→ TEXTAUSZUG:
·····
Schlussfolgerung meiner kurzen Rezension: Schöner Ideengeber, und als solchen möchte ich das Büchlein nicht missen. Wer aber ein "How To?" sucht, kommt allein mit diesem Büchlein an den schwierigen Stellen nicht weiter.
... Hast Du irrgendwelche "Tricks" entdeckt oder angewendet ... so als Tipp für weitere Irre(hihi) die das mal angehen wollen?
- Der erste und wichtigste Tipp für Irre wäre sich einzugestehen, dass man irre ist. Anders steht man ein solches Projekt kaum durch. Hiermit gestehe ich öffentlich ein: Ich bin irre, und habe Spaß beim Handschuhnähen.
·····
→ AUFGABENBESCHREIBUNG: Setze den Textauszug über das Handschuhnähen im Anschluss an seinen letzten Satz fort. Die Einträge werden hierfür nicht benötigt.

→ ANGEZEIGTE INFORMATIONEN:
·····
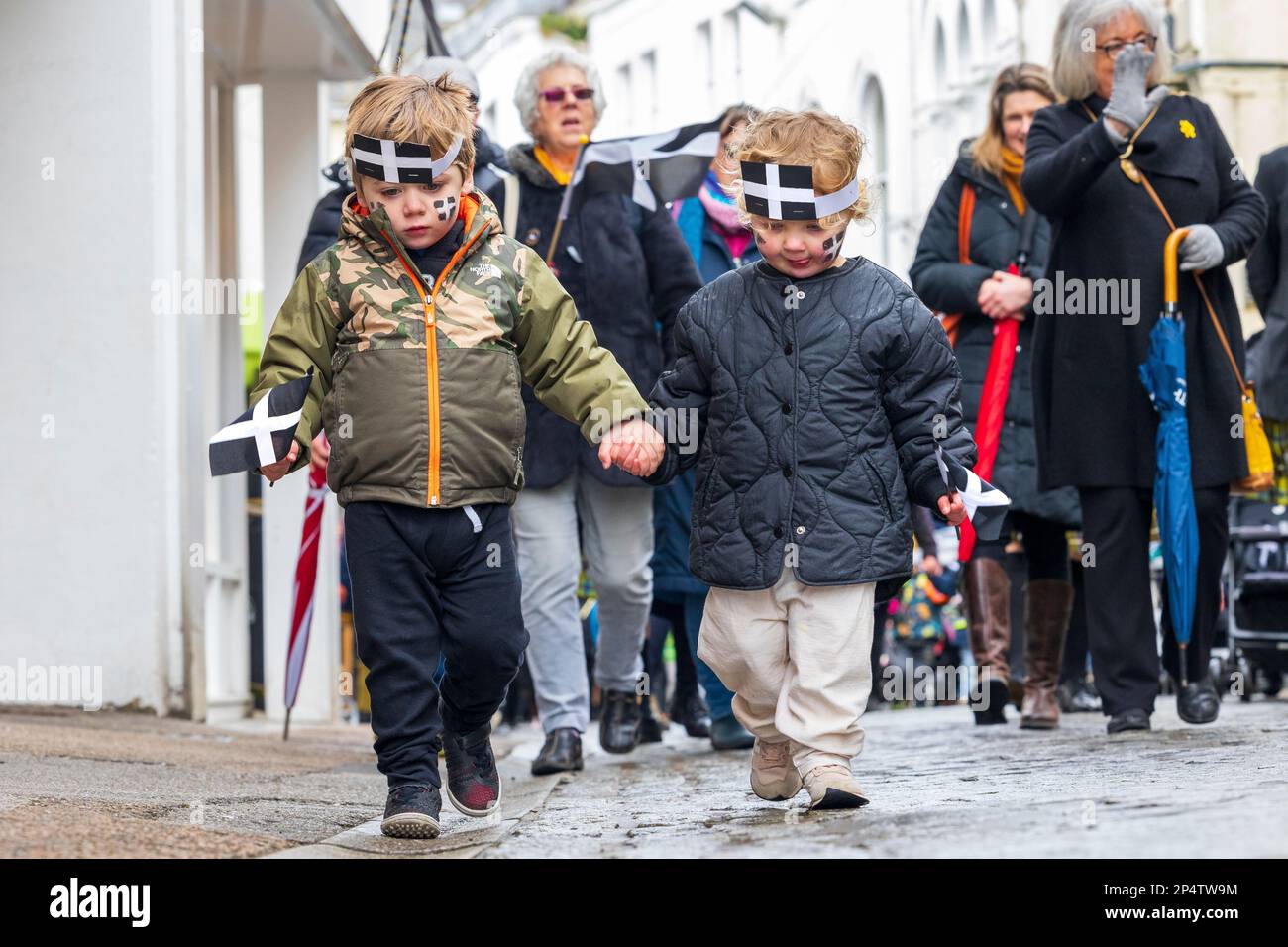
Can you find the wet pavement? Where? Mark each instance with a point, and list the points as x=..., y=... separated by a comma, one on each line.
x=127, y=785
·····
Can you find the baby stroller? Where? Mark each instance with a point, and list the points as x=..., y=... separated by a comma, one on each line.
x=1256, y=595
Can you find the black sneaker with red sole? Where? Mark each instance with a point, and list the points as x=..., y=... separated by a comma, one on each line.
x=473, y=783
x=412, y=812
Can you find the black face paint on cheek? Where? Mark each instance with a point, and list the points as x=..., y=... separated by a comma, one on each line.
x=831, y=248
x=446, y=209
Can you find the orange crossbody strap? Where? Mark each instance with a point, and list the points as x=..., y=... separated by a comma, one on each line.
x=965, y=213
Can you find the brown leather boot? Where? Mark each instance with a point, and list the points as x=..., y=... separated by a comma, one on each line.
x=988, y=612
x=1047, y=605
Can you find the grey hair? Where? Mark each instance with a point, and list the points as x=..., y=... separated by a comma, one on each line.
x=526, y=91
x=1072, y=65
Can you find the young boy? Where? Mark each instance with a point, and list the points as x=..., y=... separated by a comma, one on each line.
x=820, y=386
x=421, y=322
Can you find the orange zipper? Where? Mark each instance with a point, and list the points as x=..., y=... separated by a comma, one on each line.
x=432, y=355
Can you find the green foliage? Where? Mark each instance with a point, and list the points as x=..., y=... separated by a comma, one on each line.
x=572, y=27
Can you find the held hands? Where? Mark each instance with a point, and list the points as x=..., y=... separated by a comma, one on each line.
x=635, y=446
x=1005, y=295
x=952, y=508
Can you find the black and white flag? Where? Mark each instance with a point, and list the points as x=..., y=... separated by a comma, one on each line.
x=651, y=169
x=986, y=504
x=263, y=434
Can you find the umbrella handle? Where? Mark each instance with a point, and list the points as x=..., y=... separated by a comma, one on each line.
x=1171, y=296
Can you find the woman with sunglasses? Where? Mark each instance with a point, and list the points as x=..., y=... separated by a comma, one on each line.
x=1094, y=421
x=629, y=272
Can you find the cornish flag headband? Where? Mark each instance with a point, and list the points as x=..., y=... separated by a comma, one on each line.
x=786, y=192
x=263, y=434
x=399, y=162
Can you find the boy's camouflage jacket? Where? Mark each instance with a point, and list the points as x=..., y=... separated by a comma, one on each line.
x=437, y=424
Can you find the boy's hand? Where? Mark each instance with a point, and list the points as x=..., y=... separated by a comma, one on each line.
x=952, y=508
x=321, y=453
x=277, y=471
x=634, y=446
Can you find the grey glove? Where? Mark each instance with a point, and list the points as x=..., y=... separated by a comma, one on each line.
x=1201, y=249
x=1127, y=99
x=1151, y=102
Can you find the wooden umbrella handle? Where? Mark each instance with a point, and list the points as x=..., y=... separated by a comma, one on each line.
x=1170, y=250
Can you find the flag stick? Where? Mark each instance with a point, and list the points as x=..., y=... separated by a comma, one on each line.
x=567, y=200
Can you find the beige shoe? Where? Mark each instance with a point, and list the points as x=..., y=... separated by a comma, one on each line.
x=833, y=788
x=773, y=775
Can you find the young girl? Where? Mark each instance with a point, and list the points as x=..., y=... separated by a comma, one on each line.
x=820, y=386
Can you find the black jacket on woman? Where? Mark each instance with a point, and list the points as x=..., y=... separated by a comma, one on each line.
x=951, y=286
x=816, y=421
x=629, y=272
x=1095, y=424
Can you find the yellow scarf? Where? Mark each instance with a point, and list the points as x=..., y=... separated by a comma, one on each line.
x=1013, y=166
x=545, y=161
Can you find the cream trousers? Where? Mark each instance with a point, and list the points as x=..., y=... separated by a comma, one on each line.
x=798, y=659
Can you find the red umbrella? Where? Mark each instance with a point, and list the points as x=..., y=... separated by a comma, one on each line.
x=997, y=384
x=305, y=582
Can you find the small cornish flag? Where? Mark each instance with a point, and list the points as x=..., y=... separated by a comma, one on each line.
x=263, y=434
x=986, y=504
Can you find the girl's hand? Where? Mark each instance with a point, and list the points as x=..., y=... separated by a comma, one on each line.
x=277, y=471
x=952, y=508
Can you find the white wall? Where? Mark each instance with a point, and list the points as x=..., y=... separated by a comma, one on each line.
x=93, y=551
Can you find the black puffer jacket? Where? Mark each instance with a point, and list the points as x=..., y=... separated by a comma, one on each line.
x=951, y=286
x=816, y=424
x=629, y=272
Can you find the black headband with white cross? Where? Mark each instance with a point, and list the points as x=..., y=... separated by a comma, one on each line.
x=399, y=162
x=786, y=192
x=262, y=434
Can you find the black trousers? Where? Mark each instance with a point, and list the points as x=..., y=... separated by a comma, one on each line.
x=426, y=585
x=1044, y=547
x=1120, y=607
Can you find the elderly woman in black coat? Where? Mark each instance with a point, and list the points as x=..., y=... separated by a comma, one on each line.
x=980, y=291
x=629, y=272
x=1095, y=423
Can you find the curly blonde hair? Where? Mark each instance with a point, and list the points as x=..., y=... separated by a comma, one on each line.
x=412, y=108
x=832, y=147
·····
→ AUSGABE:
- Der zweitwichtigste Tipp meiner Hitliste ist die Verwendung von 3mm schmalem doppelseitigen Klebeband. Kann man für kleine Münze bei Ih-Bäh schießen, und ist die Lösung für fast alle Problemfälle. Ohne dieses Zeugs kann man die Lederteile noch so akurat aufeinanderlegen, und doch verschiebt sich irgendwas immer. Man muss nur aufpassen, dass man nicht auf der Naht, sondern knapp daneben klebt, denn nähen durch das Klebeband hindurch führt zu unschönen Verklebungen der Nadel mit folgenden Fehlstichen.
- Das Leder sollte nicht mehr als 0,7mm Stärke haben. Die Stärke allein macht es aber nicht. Es muss außerdem vom Typ "weich fallend" sein. Beim Kauf kommt man wohl kaum um eine Beratung herum, und sei es nur wie in meinem Fall auf telefonischem Weg.
- Ledernadeln sind overkill. Sie erzeugen unschöne und übermäßig große Löcher. Als Schisser habe ich mit einer 90er Jeans-Nadel genäht. Eine 80er Universal tut's aber wahrscheinlich auch.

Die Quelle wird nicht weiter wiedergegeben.